» **WORK TO COMPLETE**: Determine how many lines in the records that follow hold the string "bread". Only that number should be returned.

» **SUPPLIED ENTRIES**:
--

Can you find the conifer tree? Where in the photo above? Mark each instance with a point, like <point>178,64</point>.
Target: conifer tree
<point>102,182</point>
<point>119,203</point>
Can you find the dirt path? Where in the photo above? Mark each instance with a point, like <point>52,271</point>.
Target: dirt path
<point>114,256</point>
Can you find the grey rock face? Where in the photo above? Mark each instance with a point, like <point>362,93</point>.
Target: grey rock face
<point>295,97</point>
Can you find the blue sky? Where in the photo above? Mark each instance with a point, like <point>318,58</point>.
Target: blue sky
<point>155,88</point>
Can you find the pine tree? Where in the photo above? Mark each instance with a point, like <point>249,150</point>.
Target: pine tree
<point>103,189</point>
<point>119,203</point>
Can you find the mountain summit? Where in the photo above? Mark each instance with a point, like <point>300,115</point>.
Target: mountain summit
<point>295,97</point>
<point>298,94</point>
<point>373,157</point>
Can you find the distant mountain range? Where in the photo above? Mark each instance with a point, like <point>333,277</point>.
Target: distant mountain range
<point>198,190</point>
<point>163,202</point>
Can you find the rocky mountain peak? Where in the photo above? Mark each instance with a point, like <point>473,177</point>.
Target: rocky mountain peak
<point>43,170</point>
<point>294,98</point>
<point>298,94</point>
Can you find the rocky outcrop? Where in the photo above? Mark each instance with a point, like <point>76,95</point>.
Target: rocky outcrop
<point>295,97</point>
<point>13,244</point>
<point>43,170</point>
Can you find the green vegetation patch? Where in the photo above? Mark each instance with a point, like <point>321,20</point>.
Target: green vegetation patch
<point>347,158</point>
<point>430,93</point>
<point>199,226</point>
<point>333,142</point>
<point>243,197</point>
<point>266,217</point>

--

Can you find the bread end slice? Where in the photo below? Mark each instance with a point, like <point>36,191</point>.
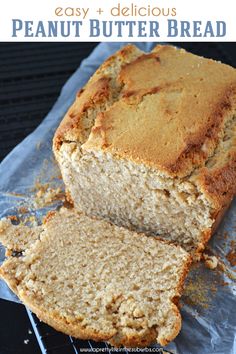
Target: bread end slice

--

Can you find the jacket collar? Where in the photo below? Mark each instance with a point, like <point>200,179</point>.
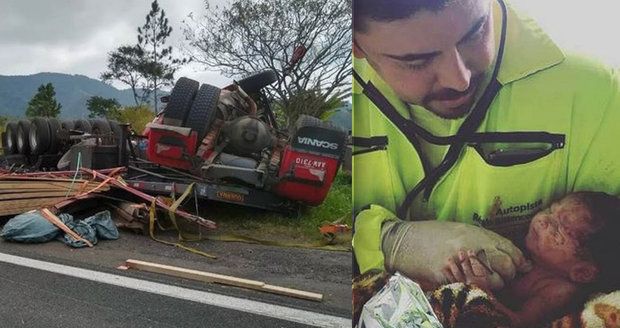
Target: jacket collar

--

» **RESULT OF THE EXERCISE**: 2